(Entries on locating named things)
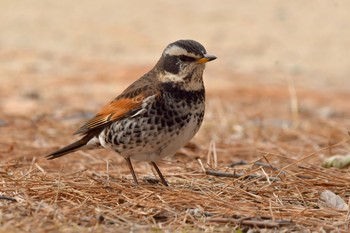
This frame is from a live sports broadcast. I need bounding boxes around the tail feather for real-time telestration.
[46,137,91,160]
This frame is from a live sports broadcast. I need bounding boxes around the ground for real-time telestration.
[0,0,350,232]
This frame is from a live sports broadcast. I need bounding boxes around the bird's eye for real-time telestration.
[179,55,196,62]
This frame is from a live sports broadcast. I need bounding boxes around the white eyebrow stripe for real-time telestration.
[164,45,197,57]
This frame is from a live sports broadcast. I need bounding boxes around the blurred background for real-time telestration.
[0,0,350,144]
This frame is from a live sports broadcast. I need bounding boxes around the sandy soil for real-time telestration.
[0,0,350,232]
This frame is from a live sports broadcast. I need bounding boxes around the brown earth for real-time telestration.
[0,0,350,232]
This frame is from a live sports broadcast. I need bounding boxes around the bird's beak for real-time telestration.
[197,54,216,64]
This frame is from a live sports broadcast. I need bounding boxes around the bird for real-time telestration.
[46,39,216,186]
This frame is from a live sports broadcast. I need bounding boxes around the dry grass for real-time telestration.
[0,73,350,232]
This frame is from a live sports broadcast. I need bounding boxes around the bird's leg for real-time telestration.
[125,158,139,185]
[150,161,169,187]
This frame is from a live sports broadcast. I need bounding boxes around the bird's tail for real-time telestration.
[46,136,91,160]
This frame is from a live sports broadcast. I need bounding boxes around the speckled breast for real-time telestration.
[100,84,205,161]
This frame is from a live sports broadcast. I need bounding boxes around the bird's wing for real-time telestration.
[74,92,158,135]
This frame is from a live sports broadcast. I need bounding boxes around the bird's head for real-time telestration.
[155,40,216,90]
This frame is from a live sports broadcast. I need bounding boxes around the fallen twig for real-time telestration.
[207,218,292,228]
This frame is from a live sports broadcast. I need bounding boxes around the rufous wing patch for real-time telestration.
[74,95,146,134]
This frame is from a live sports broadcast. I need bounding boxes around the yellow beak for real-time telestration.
[197,54,216,64]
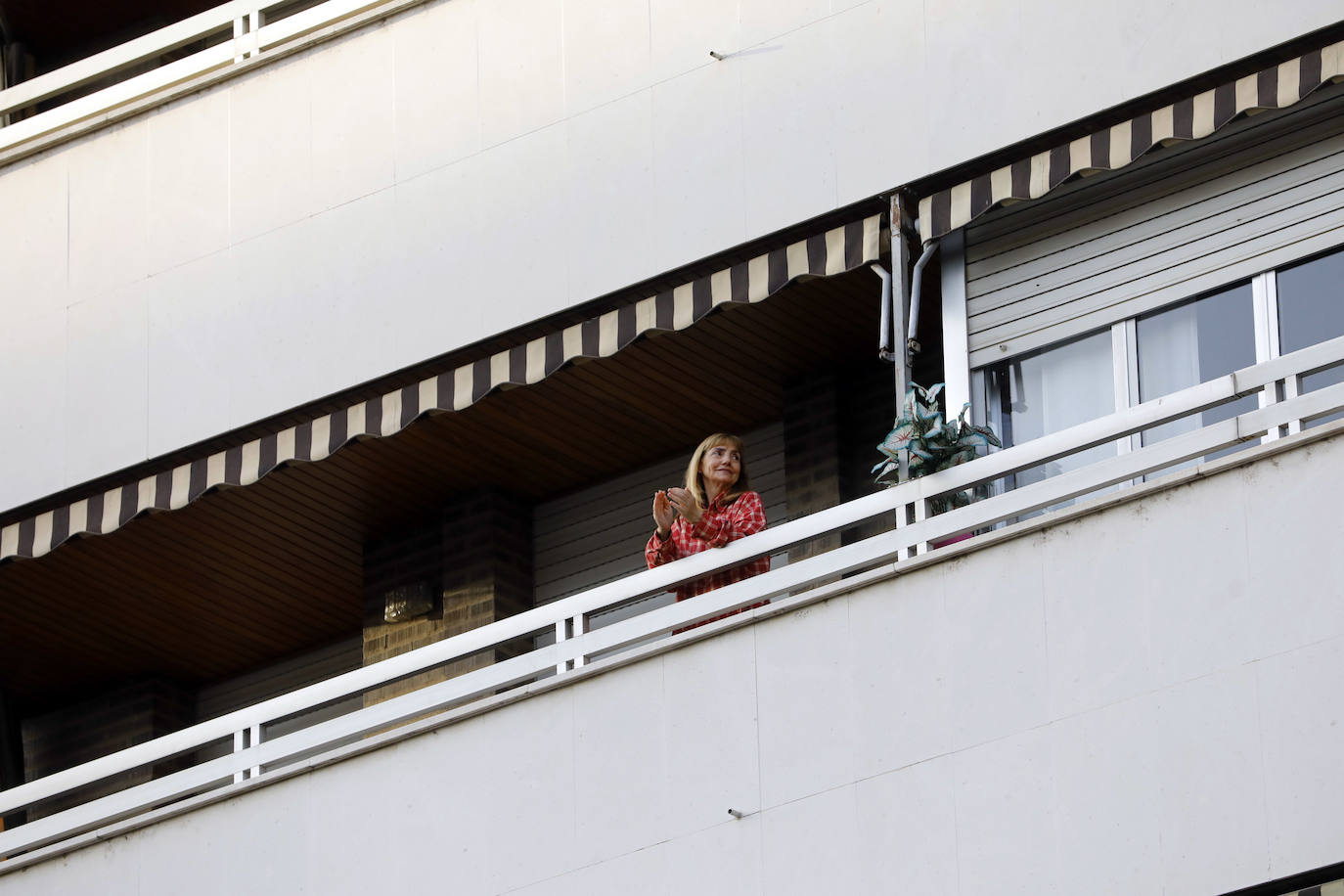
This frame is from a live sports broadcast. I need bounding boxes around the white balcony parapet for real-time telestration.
[0,337,1344,874]
[0,0,408,158]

WHAT IS REQUIRED
Copy out everything from the line containing "bird's beak for real-time telestration." down to the line containing "[46,39,216,186]", both lines included, with the requests unchanged. In the answers, multiply every bounding-box coordinate by 2.5 and round to a whole number, rounding halves up.

FINISHED TASK
This frame is from a live sports broadcast. I need bounding boxes around the bird's beak for real-time telestration.
[493,135,540,160]
This frame is from a live sports broadcast. I need bounding boxes around the bird for real-time telestration.
[115,98,540,465]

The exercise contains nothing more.